What you should do. Only a number is wanted: how many lines in the records below contain "Looking"?

(Referring expression grounding data)
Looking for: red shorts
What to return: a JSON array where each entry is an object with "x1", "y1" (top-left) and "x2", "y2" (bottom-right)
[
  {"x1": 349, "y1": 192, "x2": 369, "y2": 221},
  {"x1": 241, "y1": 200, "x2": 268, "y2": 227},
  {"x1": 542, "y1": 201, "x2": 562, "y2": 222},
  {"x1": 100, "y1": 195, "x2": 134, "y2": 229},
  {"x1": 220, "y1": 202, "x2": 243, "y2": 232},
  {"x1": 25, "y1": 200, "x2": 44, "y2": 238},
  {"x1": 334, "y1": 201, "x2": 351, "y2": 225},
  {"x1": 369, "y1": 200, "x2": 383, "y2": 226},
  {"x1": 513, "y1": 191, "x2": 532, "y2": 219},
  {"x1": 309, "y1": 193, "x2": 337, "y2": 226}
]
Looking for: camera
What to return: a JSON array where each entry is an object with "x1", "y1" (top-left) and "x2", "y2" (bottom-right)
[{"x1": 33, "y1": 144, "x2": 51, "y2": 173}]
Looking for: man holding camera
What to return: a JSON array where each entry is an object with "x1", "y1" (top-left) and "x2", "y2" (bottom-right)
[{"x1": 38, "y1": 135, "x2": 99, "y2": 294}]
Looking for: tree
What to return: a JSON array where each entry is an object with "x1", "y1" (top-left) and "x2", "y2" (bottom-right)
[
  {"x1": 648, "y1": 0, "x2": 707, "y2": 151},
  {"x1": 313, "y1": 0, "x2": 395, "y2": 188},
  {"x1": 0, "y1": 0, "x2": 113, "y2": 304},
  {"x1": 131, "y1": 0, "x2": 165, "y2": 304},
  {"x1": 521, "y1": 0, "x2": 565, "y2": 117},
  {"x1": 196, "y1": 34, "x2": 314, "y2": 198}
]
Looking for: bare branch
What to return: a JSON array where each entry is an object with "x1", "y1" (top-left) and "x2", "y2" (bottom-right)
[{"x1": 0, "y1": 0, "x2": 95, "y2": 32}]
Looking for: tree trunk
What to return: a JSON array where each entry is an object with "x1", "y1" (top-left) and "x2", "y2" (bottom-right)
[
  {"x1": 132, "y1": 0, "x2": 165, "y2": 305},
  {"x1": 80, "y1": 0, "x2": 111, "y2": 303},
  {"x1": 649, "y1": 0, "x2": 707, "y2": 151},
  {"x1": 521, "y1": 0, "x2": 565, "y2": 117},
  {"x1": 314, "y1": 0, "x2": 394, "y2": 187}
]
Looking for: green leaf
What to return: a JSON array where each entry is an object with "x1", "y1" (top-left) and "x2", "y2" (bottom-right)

Response. 7